Directions: Once you reach the line containing "Target: man in black jacket", copy it and every line after it exactly, through the end of the data below.
── Exercise input
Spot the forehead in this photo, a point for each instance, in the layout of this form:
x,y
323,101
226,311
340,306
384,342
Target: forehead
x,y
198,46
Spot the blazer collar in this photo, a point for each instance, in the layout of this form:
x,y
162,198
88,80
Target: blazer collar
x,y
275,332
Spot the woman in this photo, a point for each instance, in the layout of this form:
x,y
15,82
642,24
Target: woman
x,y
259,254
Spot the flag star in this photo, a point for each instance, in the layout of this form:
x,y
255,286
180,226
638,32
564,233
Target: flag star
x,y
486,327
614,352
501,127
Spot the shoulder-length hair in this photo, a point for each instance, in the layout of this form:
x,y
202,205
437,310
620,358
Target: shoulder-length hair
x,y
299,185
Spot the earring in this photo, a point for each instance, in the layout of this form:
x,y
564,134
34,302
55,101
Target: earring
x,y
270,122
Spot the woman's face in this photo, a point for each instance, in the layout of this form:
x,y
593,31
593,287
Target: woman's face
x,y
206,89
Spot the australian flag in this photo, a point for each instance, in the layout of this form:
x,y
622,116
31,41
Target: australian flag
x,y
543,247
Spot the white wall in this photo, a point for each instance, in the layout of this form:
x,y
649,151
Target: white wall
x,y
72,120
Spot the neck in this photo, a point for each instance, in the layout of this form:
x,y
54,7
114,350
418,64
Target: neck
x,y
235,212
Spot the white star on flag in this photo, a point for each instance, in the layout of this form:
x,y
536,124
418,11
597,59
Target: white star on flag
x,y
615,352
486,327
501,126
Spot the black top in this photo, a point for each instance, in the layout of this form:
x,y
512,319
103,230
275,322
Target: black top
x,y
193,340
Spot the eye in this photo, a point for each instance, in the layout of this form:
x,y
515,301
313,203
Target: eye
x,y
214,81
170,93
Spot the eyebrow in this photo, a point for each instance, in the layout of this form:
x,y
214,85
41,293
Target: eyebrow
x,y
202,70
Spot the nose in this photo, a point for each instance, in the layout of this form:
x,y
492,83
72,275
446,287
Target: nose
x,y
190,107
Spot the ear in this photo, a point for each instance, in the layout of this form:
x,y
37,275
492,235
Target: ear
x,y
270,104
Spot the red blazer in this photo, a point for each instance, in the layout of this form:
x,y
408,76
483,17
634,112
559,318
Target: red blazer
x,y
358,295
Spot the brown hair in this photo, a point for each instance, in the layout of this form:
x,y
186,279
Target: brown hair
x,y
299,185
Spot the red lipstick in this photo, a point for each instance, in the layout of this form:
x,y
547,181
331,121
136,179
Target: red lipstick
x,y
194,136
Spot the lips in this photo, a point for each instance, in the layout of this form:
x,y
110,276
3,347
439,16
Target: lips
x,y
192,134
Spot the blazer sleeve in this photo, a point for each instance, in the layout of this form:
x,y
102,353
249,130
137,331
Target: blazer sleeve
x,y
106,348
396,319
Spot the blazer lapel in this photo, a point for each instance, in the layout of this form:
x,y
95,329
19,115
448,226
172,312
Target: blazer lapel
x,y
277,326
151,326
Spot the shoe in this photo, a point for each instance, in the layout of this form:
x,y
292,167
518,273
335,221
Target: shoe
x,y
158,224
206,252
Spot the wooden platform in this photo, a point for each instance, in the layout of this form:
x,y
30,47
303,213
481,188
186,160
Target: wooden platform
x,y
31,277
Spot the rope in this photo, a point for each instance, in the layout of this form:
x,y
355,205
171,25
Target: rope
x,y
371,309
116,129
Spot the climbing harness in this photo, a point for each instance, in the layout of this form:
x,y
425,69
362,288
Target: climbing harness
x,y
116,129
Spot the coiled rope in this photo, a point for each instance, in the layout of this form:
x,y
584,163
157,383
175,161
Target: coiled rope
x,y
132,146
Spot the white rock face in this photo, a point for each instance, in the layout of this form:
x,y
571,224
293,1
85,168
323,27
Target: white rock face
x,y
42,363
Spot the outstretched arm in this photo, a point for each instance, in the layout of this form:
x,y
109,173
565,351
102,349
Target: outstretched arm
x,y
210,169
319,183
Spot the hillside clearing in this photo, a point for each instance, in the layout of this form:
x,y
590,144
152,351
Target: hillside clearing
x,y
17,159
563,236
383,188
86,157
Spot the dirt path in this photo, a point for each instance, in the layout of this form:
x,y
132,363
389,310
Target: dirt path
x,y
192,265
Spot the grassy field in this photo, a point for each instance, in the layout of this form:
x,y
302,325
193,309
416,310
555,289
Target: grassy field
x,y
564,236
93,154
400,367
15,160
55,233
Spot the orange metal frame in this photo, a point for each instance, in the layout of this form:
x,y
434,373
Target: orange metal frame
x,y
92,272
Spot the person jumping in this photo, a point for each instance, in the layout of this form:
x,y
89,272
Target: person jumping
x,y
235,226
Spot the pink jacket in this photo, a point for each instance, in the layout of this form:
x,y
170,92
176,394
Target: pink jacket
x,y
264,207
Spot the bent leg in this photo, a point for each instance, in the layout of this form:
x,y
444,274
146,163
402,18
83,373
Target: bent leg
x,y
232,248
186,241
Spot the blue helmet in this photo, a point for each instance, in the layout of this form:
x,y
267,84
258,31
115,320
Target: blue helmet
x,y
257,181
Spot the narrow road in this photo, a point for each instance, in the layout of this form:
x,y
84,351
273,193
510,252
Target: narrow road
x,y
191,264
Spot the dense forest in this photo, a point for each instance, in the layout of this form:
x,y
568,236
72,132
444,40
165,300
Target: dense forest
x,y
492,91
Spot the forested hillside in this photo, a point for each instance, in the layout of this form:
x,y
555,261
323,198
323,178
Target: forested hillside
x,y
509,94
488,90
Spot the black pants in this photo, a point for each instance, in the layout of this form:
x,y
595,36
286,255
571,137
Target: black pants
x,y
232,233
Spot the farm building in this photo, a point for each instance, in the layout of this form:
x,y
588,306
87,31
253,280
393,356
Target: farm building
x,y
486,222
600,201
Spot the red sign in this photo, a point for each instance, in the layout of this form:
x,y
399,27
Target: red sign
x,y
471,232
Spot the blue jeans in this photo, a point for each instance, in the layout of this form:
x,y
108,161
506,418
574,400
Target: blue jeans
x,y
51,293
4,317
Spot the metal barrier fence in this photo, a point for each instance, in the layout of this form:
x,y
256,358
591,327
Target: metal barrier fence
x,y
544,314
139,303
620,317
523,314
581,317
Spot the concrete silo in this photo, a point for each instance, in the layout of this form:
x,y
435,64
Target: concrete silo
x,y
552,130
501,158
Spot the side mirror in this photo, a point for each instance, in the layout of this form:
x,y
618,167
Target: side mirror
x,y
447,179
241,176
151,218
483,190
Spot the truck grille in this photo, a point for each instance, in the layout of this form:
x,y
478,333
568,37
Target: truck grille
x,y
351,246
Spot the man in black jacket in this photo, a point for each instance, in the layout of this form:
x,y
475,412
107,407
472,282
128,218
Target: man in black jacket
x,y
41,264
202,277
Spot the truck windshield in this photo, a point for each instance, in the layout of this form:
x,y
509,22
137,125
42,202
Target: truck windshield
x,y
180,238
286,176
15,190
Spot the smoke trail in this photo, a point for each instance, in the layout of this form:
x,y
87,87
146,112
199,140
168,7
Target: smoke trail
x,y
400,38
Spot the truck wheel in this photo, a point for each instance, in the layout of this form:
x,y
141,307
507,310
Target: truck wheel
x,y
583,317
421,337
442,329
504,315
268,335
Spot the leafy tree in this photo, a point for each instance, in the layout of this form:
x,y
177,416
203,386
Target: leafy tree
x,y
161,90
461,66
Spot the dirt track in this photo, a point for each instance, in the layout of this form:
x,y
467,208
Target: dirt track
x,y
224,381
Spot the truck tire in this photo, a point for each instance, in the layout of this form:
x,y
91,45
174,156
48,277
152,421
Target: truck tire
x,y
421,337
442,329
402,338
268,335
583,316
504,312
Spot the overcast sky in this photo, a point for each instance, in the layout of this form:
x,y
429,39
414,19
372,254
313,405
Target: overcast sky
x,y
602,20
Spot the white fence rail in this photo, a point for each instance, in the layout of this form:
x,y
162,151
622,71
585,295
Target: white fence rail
────
Answer space:
Target: man in black jacket
x,y
41,264
202,277
Spot the truck windshield in this photo, a point for each instance, in the layout of this form:
x,y
509,22
137,125
42,202
Target: truck windshield
x,y
180,238
286,176
15,190
Spot the smoke trail in this photo, a point for each instance, in the layout of this form:
x,y
87,87
146,112
199,140
168,7
Target: smoke trail
x,y
400,38
Spot the truck wheel in this photo, a point for each instance, in the layout of this form:
x,y
141,307
507,310
Target: truck wheel
x,y
583,317
421,337
442,329
504,315
268,335
Spot the leafy tree in this photo, a point for each instance, in the layout of this form:
x,y
177,416
203,386
Target: leafy tree
x,y
161,90
461,66
Spot the dirt track in this photo, a point for each instance, in the layout of this form:
x,y
467,208
Target: dirt track
x,y
224,381
Spot the truck tire in this photo, a point for each instance, in the layout of this form:
x,y
91,45
174,156
48,277
152,421
Target: truck tire
x,y
421,337
442,329
402,338
268,335
583,316
504,312
Spot the overcast sky in this photo, a point for each instance, in the layout of this form:
x,y
429,39
414,19
372,254
313,405
Target: overcast sky
x,y
602,20
Spot the white fence rail in this photo, a point for each instance, in the layout of this form:
x,y
162,151
622,71
585,295
Target: white fence rail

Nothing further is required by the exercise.